[EXERCISE INSTRUCTIONS] Having read the listing below, repeat it exactly.

[RECORDED DATA]

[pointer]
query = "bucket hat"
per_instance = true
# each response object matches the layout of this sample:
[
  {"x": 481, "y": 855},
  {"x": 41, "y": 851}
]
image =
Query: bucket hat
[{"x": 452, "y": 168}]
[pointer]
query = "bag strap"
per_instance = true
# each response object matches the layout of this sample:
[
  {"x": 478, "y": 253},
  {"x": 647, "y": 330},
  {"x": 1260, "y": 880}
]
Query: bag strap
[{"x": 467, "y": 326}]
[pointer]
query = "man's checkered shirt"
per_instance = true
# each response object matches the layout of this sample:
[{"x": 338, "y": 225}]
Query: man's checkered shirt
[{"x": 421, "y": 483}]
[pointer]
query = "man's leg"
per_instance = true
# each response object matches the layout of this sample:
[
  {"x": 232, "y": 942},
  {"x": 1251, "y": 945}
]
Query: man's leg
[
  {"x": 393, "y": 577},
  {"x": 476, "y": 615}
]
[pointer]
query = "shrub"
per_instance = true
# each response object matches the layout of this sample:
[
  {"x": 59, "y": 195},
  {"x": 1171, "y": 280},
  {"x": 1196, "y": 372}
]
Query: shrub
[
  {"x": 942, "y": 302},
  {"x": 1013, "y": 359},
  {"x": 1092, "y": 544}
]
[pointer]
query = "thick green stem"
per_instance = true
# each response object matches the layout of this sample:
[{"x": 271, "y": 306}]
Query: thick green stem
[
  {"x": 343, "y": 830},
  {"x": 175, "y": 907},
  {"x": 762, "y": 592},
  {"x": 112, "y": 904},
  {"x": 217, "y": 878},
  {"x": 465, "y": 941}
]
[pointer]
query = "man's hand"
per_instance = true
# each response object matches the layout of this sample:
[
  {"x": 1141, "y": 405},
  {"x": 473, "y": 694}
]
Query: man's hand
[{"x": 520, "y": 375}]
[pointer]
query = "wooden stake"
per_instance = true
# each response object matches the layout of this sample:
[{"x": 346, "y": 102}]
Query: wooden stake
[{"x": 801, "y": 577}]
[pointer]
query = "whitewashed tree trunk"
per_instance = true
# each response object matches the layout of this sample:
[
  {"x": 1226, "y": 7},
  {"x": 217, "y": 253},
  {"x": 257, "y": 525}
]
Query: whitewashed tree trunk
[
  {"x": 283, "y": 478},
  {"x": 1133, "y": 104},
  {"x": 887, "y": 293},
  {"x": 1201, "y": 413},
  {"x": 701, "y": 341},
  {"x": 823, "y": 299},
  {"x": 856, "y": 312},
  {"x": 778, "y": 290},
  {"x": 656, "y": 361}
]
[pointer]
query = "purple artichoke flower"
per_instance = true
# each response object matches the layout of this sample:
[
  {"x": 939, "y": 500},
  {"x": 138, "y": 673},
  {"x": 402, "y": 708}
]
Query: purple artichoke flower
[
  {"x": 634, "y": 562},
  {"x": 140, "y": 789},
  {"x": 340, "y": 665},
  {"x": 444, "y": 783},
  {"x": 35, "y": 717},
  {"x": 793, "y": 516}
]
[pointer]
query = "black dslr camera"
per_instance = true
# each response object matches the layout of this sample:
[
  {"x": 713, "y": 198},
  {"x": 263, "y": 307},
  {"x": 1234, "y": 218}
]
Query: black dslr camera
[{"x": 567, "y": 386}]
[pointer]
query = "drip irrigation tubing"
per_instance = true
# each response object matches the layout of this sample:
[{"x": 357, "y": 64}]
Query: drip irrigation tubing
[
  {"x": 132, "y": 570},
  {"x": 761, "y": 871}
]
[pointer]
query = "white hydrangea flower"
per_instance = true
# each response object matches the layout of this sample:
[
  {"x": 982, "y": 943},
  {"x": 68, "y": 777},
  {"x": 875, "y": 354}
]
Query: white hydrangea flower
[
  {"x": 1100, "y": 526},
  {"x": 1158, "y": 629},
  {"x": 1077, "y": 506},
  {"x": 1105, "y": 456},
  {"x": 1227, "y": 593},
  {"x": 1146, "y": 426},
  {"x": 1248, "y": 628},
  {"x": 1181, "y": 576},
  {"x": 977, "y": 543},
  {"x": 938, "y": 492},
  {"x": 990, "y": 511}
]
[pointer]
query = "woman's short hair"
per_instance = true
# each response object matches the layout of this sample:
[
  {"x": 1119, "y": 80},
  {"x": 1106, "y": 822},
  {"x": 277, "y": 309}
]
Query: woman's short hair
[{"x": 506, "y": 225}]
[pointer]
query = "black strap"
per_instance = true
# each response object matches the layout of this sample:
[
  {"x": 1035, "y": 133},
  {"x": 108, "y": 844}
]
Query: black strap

[SOLUTION BELOW]
[pointer]
query = "bucket hat"
per_instance = true
# each response object matches the layout of this sample:
[
  {"x": 481, "y": 855},
  {"x": 41, "y": 851}
]
image =
Query: bucket hat
[{"x": 452, "y": 168}]
[pointer]
query = "bag strap"
per_instance = true
# each response object matches the layout of this sample:
[
  {"x": 478, "y": 253},
  {"x": 647, "y": 330},
  {"x": 1260, "y": 880}
]
Query: bag strap
[{"x": 467, "y": 326}]
[pointer]
query = "man's checkered shirt"
per_instance = true
# each response object matches the layout of this sample:
[{"x": 338, "y": 225}]
Query: man's checkered shirt
[{"x": 421, "y": 483}]
[pointer]
query = "man's leg"
per_instance = true
# each response object matches the layout of this sample:
[
  {"x": 232, "y": 942},
  {"x": 1251, "y": 945}
]
Query: man's leg
[
  {"x": 393, "y": 577},
  {"x": 476, "y": 615}
]
[pointer]
query = "shrub"
per_instance = true
# each response object matches the layout of this sample:
[
  {"x": 59, "y": 195},
  {"x": 1171, "y": 280},
  {"x": 1196, "y": 372}
]
Query: shrub
[
  {"x": 942, "y": 302},
  {"x": 1013, "y": 359},
  {"x": 1092, "y": 544}
]
[pointer]
query = "thick green stem"
per_instance = true
# each response object matches the layout of this sample:
[{"x": 271, "y": 306}]
Query: thick green stem
[
  {"x": 343, "y": 830},
  {"x": 175, "y": 907},
  {"x": 762, "y": 592},
  {"x": 112, "y": 904},
  {"x": 217, "y": 878},
  {"x": 465, "y": 941}
]
[pointer]
query = "man's hand"
per_instance = true
# each response object matches the layout of this sample:
[
  {"x": 1141, "y": 405},
  {"x": 473, "y": 694}
]
Query: man's hand
[{"x": 520, "y": 375}]
[pointer]
query = "wooden stake"
per_instance = true
# each response object matches the layout of this sample:
[{"x": 346, "y": 102}]
Query: wooden stake
[{"x": 801, "y": 577}]
[pointer]
query = "whitewashed tree trunk"
per_instance = true
# each response object matches the layout of this sample:
[
  {"x": 1226, "y": 7},
  {"x": 217, "y": 253},
  {"x": 257, "y": 525}
]
Query: whitewashed tree trunk
[
  {"x": 283, "y": 478},
  {"x": 1133, "y": 104},
  {"x": 887, "y": 293},
  {"x": 1201, "y": 413},
  {"x": 701, "y": 341},
  {"x": 823, "y": 299},
  {"x": 856, "y": 312},
  {"x": 778, "y": 290},
  {"x": 656, "y": 361}
]
[pointer]
query = "purple artichoke flower"
per_instance = true
# each response object matches the layout of this sample:
[
  {"x": 939, "y": 500},
  {"x": 138, "y": 673},
  {"x": 402, "y": 708}
]
Query: purple artichoke flower
[
  {"x": 634, "y": 562},
  {"x": 140, "y": 789},
  {"x": 340, "y": 665},
  {"x": 444, "y": 783},
  {"x": 35, "y": 717},
  {"x": 793, "y": 516}
]
[pointer]
query = "black dslr camera"
per_instance = true
# each response object matches the layout of this sample:
[
  {"x": 713, "y": 198},
  {"x": 263, "y": 307},
  {"x": 1234, "y": 218}
]
Query: black dslr camera
[{"x": 567, "y": 386}]
[pointer]
query = "drip irrigation tubing"
per_instance = true
# each response object matches the layout of this sample:
[{"x": 357, "y": 64}]
Query: drip irrigation tubing
[
  {"x": 132, "y": 570},
  {"x": 761, "y": 871}
]
[pointer]
query = "white hydrangea flower"
per_instance = true
# each response object matches the layout of this sample:
[
  {"x": 982, "y": 943},
  {"x": 68, "y": 777},
  {"x": 875, "y": 354}
]
Query: white hydrangea flower
[
  {"x": 1100, "y": 526},
  {"x": 1158, "y": 629},
  {"x": 1077, "y": 506},
  {"x": 1105, "y": 456},
  {"x": 1227, "y": 593},
  {"x": 1146, "y": 426},
  {"x": 1248, "y": 628},
  {"x": 1181, "y": 576},
  {"x": 977, "y": 543},
  {"x": 938, "y": 492},
  {"x": 990, "y": 511}
]
[pointer]
query = "woman's short hair"
per_instance = true
# each response object matches the layout of this sample:
[
  {"x": 1119, "y": 80},
  {"x": 1106, "y": 822},
  {"x": 277, "y": 309}
]
Query: woman's short hair
[{"x": 506, "y": 225}]
[pointer]
query = "black strap"
per_instance = true
# each response object matches the layout of this sample:
[
  {"x": 1035, "y": 133},
  {"x": 108, "y": 844}
]
Query: black strap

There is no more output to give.